Selling a House with Foundation Issues
You start to notice that your doors and windows aren’t properly closing. Hairline cracks have appeared on your walls all of a sudden. You drop something and it rolls away from you, towards the wall, indicating your floor is sloping when it wasn’t before. You do a quick web search about these symptoms, and you realize that all signs point to a foundation problem.
Realizing your house has foundation problems is a dreadful discovery to make.
Should you consider fixing it and continue living in your house? Is it still safe for you and your family to be staying in your house?
According to the National Foundation Repair Association (NFRA), foundation damage costs $12.5 billion in repairs annually. Underpinning, one of the more well-known foundation repair methods, costs an average of $18,000! Most homeowners might consider just selling your house and starting anew elsewhere.
Can You Sell a House with Structural Damage?
While a house with a foundation problem can sound daunting, don’t panic.
The answer is YES. A foundation issue is not a contract killer. It’s not impossible to find interested buyers.
But trying to sell a house with foundation problems brings with it 3 D’s: Diminished property value, Delays, and Damage control.
Diminished Property Value
A house with foundation problems can have its value reduced by as much as 15%. In order to mitigate its impact, it might be worth hiring a professional home inspector or structural engineer to have your house looked at and you may find that it may be pretty inexpensive to repair.
You need to have your foundation inspected in order to determine the extent of the damage and to decide whether you would fix foundation issues or sell your home as is. Having to do this would take quite a while before you can offload your troublesome property.
Depending on what it says on the inspection report, you may need to do some urgent repairs in order to avoid further foundation damage. Additionally, timely foundation repairs can prevent your home’s value from plummeting.
Causes of Foundation Problems
The nightmare of foundation problems are typically caused by two things:
Change in Soil Properties
Acts of mother nature, such as earthquakes and flooding can alter soil properties so that they are unable to support your home’s structure.
In earthquakes, there is a phenomenon called liquefaction, wherein the water in the soil bubbles up to the surface and causes the soil particles underneath your foundation to sink, bringing your home down with it.
Severe flooding, on the other hand, could saturate the soil, increasing the hydraulic pressure and causing foundation upheaval, which manifests in severe bowing of basement walls and floor slabs.
Hot weather can affect the soil as well, causing it to shrink and leaving your foundation unsupported. During rainy weather, the opposite can happen and it can expand, stressing your foundation and causing cracks.
Other causes of foundation problems are large trees with expansive roots that can grow under your home and damage your slabs; adjacent construction especially if their excavation is unsupported, resulting in soil subsidence; and a plumbing problem that is left unrepaired.

**PROVIDED DATA:**
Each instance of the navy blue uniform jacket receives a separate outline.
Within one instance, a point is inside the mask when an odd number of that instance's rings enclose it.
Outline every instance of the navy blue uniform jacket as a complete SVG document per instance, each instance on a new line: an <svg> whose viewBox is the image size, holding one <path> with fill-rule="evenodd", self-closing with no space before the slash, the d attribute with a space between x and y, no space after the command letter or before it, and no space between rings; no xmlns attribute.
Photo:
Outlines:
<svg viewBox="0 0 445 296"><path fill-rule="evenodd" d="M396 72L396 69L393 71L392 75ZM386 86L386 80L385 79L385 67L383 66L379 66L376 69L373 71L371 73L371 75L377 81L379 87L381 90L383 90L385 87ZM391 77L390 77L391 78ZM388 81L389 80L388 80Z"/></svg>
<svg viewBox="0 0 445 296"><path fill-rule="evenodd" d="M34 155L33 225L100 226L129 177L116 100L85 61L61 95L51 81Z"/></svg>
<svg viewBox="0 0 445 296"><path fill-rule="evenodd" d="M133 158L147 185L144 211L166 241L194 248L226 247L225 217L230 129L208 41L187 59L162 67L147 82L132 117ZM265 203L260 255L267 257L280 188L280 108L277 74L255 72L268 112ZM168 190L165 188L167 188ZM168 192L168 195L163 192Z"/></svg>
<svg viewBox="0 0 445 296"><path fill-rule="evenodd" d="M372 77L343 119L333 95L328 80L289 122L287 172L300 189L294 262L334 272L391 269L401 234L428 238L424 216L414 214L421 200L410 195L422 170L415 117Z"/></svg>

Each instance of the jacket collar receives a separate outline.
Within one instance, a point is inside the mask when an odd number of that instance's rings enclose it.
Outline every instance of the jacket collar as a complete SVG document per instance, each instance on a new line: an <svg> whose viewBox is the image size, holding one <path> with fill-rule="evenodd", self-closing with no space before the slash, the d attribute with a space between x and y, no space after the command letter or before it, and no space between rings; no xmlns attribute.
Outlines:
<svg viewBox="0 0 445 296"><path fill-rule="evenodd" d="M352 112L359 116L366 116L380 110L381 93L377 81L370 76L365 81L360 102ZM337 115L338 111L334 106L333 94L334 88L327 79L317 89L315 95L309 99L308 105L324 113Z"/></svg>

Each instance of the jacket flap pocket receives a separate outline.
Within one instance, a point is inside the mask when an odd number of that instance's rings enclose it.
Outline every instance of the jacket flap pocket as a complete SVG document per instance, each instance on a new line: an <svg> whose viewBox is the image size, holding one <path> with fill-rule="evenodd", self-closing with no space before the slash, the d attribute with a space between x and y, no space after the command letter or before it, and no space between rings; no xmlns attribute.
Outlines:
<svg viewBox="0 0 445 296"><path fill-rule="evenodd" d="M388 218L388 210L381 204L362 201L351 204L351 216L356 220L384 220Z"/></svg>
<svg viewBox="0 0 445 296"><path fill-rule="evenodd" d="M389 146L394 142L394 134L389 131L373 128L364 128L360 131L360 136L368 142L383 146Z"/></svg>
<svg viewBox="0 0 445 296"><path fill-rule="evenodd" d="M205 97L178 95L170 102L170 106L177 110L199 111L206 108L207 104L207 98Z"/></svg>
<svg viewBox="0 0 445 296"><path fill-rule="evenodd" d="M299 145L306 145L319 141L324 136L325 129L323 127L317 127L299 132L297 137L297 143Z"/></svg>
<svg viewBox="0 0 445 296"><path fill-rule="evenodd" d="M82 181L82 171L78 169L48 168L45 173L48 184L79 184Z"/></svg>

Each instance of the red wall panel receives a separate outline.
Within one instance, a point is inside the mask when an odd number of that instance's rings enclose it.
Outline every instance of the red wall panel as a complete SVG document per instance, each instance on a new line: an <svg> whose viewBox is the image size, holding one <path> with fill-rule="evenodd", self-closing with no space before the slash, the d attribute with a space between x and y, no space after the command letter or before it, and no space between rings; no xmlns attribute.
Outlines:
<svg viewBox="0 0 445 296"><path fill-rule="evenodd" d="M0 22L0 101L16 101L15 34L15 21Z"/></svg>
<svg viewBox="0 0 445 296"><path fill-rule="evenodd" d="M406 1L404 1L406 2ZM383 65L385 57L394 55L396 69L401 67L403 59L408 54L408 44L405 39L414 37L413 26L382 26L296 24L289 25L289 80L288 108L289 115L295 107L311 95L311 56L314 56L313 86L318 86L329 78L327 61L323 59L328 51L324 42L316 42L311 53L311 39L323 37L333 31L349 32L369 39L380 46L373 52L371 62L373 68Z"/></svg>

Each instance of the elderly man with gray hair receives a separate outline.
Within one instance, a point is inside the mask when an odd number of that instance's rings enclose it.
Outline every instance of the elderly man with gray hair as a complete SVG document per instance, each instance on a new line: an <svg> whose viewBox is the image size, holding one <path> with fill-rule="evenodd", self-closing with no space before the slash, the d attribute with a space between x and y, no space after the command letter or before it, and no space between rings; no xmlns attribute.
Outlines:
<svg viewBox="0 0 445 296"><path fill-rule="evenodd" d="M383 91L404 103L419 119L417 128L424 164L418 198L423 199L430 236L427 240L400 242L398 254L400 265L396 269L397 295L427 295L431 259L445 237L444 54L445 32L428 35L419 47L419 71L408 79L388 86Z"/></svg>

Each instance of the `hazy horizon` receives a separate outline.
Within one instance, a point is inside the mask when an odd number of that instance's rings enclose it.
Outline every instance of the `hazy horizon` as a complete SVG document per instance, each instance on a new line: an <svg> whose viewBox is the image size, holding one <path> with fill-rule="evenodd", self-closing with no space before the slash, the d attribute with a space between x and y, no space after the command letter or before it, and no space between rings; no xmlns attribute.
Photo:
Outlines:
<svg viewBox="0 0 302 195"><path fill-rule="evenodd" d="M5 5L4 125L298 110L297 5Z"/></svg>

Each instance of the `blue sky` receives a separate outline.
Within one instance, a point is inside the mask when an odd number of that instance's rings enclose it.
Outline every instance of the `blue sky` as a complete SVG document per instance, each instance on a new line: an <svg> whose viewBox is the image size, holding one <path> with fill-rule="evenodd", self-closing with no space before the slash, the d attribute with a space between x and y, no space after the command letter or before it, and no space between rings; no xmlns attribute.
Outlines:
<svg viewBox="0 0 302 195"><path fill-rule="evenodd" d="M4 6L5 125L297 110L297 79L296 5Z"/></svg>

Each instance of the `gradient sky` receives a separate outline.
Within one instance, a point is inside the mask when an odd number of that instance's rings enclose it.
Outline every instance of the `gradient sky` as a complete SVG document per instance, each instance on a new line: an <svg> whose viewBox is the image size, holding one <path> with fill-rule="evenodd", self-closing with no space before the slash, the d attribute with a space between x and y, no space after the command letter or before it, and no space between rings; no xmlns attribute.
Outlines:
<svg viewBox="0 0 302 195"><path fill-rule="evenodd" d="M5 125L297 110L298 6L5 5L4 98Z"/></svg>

**PROBLEMS TO SOLVE:**
a) Repeat the passage of the foundation article from "You need to" to "your troublesome property." word for word.
b) Pick up the foundation article after its final sentence and keep writing it.

**ANSWERS TO THE EXERCISES:**
a)
You need to have your foundation inspected in order to determine the extent of the damage and to decide whether you would fix foundation issues or sell your home as is. Having to do this would take quite a while before you can offload your troublesome property.

b)
Inadequate Understanding of Soil Properties
The most famous case of inadequate understanding of soil properties at the time of design is the Leaning Tower of Pisa. It was built on soft soil, causing it to tilt inexorably to one side nearing collapse. It still happens in modern times, but rarely, as advances in geotechnical engineering has given structural engineers the information that they need.
How to Know if Your House has Foundation Issues
Small cracks are usually the first sign of underlying structural problems–not necessarily on the foundation–but it is worth looking into before it gets out of control.
Water in basements and crawl spaces, walls that bow outward, stair step cracks, and separation of floor slabs from the walls can be an evidence of house settling and foundation movement. Arrange a home inspection immediately to get a picture of how deep your foundation problems are and find out what you can do about it.
Types of Foundation Repairs
As mentioned above, a thorough foundation examination is needed to determine what type of repairs are needed. Depending on what you need to do, foundation repair can cost between $250 to upwards of $100,000.
Let’s take a look at some foundation repairs:
Piers are tubes made of concrete or steel that are driven using a hydraulic ram to reach the stable soil layer deep underneath your property. It is an underpinning method which is used to stabilize homes that have began to settle or are leaning at an angle.
A steel or concrete tube like the ones above, but instead of being driven underground, they are “drilled” towards the hard soil layer, similar to a large screw.
One of the most common concrete foundation repairs, it is done when soil subsidence is observed, dragging your floor down with it. This involves strategically drilled holes and injecting grout or high-density polyurethane foam to lift the slab. This is more cost-effective than replacing the slab.
For hairline cracks in concrete and masonry, structural epoxy can be injected to keep the cracks from growing and aggravating the damage. This is effective when the structural issue is discovered early on.
This involves filling the voids in the soil with grout or mortar in order to increase its stiffness and stabilize it, improving performance.
Selling a House with Foundation Problems
Once you have decided to sell, here are the options available to you:
Option 1: Undertaking Foundation Repair Prior to Selling
Before selling a house with foundation issues, it could be worth to have it repaired. It could significantly widen your pool of potential buyers and allow you to command a higher selling price for your home.
If financing is a challenge, there are companies who give flexible payment plans and repair credit to help you with the cost.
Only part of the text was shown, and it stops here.